Set down the whole listing verbatim.

···

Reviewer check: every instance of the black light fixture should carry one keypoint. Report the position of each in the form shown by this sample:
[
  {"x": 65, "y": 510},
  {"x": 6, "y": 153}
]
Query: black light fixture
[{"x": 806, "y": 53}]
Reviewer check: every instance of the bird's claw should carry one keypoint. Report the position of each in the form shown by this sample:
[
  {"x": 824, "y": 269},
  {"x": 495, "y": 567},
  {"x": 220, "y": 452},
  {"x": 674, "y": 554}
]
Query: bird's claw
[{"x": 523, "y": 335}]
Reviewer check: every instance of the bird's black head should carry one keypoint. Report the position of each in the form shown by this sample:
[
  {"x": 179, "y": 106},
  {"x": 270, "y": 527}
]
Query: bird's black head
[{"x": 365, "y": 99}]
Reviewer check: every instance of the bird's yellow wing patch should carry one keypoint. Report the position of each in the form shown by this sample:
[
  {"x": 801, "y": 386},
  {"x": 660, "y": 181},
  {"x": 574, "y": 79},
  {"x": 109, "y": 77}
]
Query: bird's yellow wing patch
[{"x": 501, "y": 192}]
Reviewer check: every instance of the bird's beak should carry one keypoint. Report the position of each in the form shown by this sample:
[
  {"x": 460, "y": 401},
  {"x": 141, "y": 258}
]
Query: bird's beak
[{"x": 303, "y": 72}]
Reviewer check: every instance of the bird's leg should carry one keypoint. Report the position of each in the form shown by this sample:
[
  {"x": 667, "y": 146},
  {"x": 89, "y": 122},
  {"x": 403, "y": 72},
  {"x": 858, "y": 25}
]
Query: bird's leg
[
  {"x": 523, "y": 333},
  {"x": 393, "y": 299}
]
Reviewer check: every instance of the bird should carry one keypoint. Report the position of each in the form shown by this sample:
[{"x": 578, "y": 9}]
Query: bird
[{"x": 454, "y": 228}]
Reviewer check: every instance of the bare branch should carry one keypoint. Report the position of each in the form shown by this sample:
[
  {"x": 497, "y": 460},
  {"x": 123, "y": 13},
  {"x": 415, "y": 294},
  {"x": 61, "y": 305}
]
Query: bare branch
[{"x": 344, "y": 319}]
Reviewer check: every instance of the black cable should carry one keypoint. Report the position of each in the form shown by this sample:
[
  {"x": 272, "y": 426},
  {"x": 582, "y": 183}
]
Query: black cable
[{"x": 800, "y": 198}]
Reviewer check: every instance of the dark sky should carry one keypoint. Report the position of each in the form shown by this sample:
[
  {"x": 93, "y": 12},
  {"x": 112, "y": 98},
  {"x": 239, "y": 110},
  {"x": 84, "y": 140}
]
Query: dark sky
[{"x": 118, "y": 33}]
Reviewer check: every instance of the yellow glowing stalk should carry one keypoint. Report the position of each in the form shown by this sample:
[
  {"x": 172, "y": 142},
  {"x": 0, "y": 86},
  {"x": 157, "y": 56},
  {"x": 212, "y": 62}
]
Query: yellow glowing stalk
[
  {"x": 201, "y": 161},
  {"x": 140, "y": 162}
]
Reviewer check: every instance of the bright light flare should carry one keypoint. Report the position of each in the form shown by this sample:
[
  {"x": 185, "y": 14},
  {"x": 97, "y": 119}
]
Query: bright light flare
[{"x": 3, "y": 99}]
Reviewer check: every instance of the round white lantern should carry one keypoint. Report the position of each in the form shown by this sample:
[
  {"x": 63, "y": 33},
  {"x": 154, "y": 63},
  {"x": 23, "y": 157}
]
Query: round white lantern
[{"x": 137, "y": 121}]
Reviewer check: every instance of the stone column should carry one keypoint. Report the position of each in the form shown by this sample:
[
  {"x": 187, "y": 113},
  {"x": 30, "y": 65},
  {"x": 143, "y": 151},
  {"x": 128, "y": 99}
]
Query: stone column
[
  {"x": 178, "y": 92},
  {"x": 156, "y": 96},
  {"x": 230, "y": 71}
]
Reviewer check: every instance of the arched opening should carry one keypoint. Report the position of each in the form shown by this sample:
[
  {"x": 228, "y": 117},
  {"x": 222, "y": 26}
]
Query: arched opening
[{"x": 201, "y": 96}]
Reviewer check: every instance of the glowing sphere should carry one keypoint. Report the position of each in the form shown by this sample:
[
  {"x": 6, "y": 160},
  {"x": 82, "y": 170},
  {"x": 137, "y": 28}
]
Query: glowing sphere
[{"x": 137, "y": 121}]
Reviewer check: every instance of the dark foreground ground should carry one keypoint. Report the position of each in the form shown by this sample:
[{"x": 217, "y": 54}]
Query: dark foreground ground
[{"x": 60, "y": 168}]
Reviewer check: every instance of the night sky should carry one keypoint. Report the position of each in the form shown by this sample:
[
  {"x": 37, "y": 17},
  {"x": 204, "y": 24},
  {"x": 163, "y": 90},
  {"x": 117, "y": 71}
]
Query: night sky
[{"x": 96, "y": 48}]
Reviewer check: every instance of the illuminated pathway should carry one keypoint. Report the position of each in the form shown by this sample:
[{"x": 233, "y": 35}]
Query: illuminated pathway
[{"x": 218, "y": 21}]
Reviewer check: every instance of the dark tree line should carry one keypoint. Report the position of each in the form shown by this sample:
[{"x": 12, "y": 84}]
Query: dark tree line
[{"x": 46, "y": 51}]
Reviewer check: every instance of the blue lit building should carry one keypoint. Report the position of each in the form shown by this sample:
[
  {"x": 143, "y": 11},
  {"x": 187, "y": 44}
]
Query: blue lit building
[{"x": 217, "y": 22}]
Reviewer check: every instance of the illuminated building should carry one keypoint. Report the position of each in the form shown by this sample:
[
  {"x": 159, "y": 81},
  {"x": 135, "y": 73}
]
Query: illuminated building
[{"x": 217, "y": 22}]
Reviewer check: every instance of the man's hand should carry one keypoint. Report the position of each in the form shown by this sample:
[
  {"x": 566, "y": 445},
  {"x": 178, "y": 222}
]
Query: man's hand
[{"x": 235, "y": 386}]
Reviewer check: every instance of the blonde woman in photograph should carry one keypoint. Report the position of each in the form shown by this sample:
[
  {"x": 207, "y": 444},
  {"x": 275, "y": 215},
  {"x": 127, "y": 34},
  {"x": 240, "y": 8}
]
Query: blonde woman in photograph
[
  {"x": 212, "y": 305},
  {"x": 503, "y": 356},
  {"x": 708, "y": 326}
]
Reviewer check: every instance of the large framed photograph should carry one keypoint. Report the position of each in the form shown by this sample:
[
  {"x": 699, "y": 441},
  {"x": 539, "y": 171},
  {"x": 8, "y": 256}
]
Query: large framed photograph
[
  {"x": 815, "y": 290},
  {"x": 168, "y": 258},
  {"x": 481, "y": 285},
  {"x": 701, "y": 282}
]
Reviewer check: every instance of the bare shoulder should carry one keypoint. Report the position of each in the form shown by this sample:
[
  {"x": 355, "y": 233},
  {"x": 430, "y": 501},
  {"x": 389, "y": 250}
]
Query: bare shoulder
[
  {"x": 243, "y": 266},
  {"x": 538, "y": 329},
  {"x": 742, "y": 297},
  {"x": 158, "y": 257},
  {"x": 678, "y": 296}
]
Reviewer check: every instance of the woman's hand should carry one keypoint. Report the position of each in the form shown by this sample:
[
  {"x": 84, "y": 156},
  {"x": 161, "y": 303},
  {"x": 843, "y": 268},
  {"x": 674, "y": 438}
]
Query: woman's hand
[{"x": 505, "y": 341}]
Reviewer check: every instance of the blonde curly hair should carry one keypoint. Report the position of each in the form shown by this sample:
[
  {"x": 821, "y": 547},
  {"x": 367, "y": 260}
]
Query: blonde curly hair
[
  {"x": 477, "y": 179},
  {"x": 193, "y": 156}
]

···

> **FINAL ANSWER**:
Reviewer check: every instance of the black light fixture should carry one keypoint. Report the position of each in the form shown by this sample:
[
  {"x": 65, "y": 510},
  {"x": 6, "y": 153}
]
Query: black light fixture
[{"x": 806, "y": 53}]
Reviewer check: every instance of the bird's claw should carry one keypoint. Report the position of each in the form shown by this sample:
[
  {"x": 824, "y": 269},
  {"x": 495, "y": 567},
  {"x": 220, "y": 452},
  {"x": 674, "y": 554}
]
Query: bird's claw
[{"x": 523, "y": 335}]
Reviewer check: every instance of the bird's black head should carry one keypoint. Report the position of each in the form shown by this sample:
[
  {"x": 179, "y": 106},
  {"x": 270, "y": 527}
]
Query: bird's black head
[{"x": 365, "y": 99}]
Reviewer check: every instance of the bird's yellow wing patch should carry one keypoint. Report the position of each in the form shown by this sample:
[
  {"x": 801, "y": 386},
  {"x": 660, "y": 181},
  {"x": 574, "y": 79},
  {"x": 109, "y": 77}
]
Query: bird's yellow wing patch
[{"x": 501, "y": 192}]
Reviewer check: every instance of the bird's beak should carry one keypoint. Report the position of each in the form shown by this sample:
[
  {"x": 460, "y": 401},
  {"x": 141, "y": 258}
]
Query: bird's beak
[{"x": 303, "y": 72}]
Reviewer check: every instance of the bird's leg should carry one keypoint. Report the position of each in the form shown by this sample:
[
  {"x": 667, "y": 146},
  {"x": 89, "y": 122},
  {"x": 403, "y": 72},
  {"x": 858, "y": 25}
]
Query: bird's leg
[
  {"x": 523, "y": 333},
  {"x": 393, "y": 299}
]
Reviewer check: every instance of the bird should carry one keypoint. Report the position of each in the form shown by this sample:
[{"x": 578, "y": 9}]
Query: bird
[{"x": 454, "y": 228}]
Reviewer check: every instance of the bare branch should carry one keypoint. Report the position of each in the form shown by this sample:
[
  {"x": 497, "y": 460},
  {"x": 123, "y": 13},
  {"x": 415, "y": 294},
  {"x": 61, "y": 305}
]
Query: bare branch
[{"x": 344, "y": 319}]
Reviewer check: every instance of the black cable should carry one keypoint. Report the position of each in the form shown by this sample:
[
  {"x": 272, "y": 426},
  {"x": 582, "y": 183}
]
Query: black cable
[{"x": 800, "y": 198}]
Reviewer check: every instance of the dark sky should carry one keypoint. Report the position of each in the form shown by this sample:
[
  {"x": 93, "y": 12},
  {"x": 112, "y": 98},
  {"x": 239, "y": 110},
  {"x": 84, "y": 140}
]
Query: dark sky
[{"x": 118, "y": 33}]
Reviewer check: every instance of the yellow glowing stalk should carry one keypoint. Report the position of each in the form shown by this sample:
[
  {"x": 172, "y": 142},
  {"x": 0, "y": 86},
  {"x": 157, "y": 56},
  {"x": 212, "y": 62}
]
Query: yellow glowing stalk
[
  {"x": 201, "y": 161},
  {"x": 140, "y": 162}
]
Reviewer check: every instance of the bright light flare should carry one keypoint. Report the position of each in the form shown by this sample:
[
  {"x": 185, "y": 14},
  {"x": 97, "y": 119}
]
Query: bright light flare
[{"x": 3, "y": 99}]
Reviewer check: every instance of the round white lantern should carry one keypoint. Report the position of each in the form shown by this sample:
[
  {"x": 63, "y": 33},
  {"x": 154, "y": 63},
  {"x": 23, "y": 157}
]
Query: round white lantern
[{"x": 137, "y": 121}]
Reviewer check: every instance of the stone column should carry one keypoint. Report the position of each in the form shown by this sample:
[
  {"x": 187, "y": 113},
  {"x": 30, "y": 65},
  {"x": 143, "y": 151},
  {"x": 128, "y": 99}
]
Query: stone column
[
  {"x": 178, "y": 92},
  {"x": 156, "y": 96},
  {"x": 230, "y": 71}
]
Reviewer check: every instance of the arched opening should carry one keypoint. Report the position of each in the form shown by this sample:
[
  {"x": 228, "y": 117},
  {"x": 222, "y": 26}
]
Query: arched opening
[{"x": 201, "y": 96}]
Reviewer check: every instance of the glowing sphere should carry one keypoint. Report the position of each in the form shown by this sample:
[
  {"x": 6, "y": 160},
  {"x": 82, "y": 170},
  {"x": 137, "y": 28}
]
Query: glowing sphere
[{"x": 137, "y": 121}]
Reviewer check: every instance of the dark foreground ground should carry one keypoint. Report the position of each in the form shown by this sample:
[{"x": 217, "y": 54}]
Query: dark foreground ground
[{"x": 60, "y": 168}]
Reviewer check: every instance of the night sky should carry one keypoint. Report the position of each in the form shown by this sample:
[
  {"x": 37, "y": 17},
  {"x": 204, "y": 24},
  {"x": 163, "y": 90},
  {"x": 117, "y": 71}
]
Query: night sky
[{"x": 96, "y": 48}]
Reviewer check: every instance of the illuminated pathway should carry one keypoint. Report the position of each in the form shown by this sample:
[{"x": 233, "y": 35}]
Query: illuminated pathway
[{"x": 218, "y": 21}]
Reviewer check: every instance of the dark tree line should carry one keypoint. Report the position of each in the form shown by this sample:
[{"x": 12, "y": 84}]
Query: dark tree line
[{"x": 46, "y": 51}]
Reviewer check: every instance of the blue lit building should carry one keypoint. Report the position of each in the form shown by this sample:
[
  {"x": 143, "y": 11},
  {"x": 187, "y": 44}
]
Query: blue lit building
[{"x": 217, "y": 22}]
Reviewer check: every instance of the illuminated building should carry one keypoint. Report the position of each in the form shown by this sample:
[
  {"x": 159, "y": 81},
  {"x": 135, "y": 73}
]
Query: illuminated building
[{"x": 217, "y": 22}]
Reviewer check: every instance of the man's hand should carry one keypoint. Report the position of each in the form shown by this sample:
[
  {"x": 566, "y": 445},
  {"x": 178, "y": 222}
]
Query: man's hand
[{"x": 235, "y": 386}]
Reviewer check: every instance of the blonde woman in photograph should carry one keypoint. Report the position of each in the form shown by this sample:
[
  {"x": 207, "y": 444},
  {"x": 275, "y": 215},
  {"x": 127, "y": 34},
  {"x": 240, "y": 8}
]
Query: blonde woman in photograph
[
  {"x": 212, "y": 305},
  {"x": 503, "y": 356},
  {"x": 708, "y": 326}
]
Reviewer check: every instance of the large framed photograph should carry one keypoint. Report the position of each in the form shown by this sample:
[
  {"x": 699, "y": 441},
  {"x": 539, "y": 171},
  {"x": 8, "y": 256}
]
Query: large framed photograph
[
  {"x": 815, "y": 290},
  {"x": 168, "y": 258},
  {"x": 481, "y": 285},
  {"x": 701, "y": 282}
]
Reviewer check: every instance of the bare shoulder should carry one keypoint. Report the position of each in the form shown by this sample:
[
  {"x": 355, "y": 233},
  {"x": 430, "y": 501},
  {"x": 389, "y": 250}
]
Query: bare shoulder
[
  {"x": 243, "y": 266},
  {"x": 538, "y": 329},
  {"x": 742, "y": 297},
  {"x": 158, "y": 257},
  {"x": 678, "y": 296}
]
Reviewer check: every instance of the woman's hand should carry one keypoint. Report the position of each in the form shown by this sample:
[
  {"x": 84, "y": 156},
  {"x": 161, "y": 303},
  {"x": 843, "y": 268},
  {"x": 674, "y": 438}
]
Query: woman's hand
[{"x": 505, "y": 341}]
Reviewer check: every instance of the blonde curly hair should carry one keypoint. Report the position of each in the form shown by this sample:
[
  {"x": 821, "y": 547},
  {"x": 367, "y": 260}
]
Query: blonde curly hair
[
  {"x": 477, "y": 179},
  {"x": 193, "y": 156}
]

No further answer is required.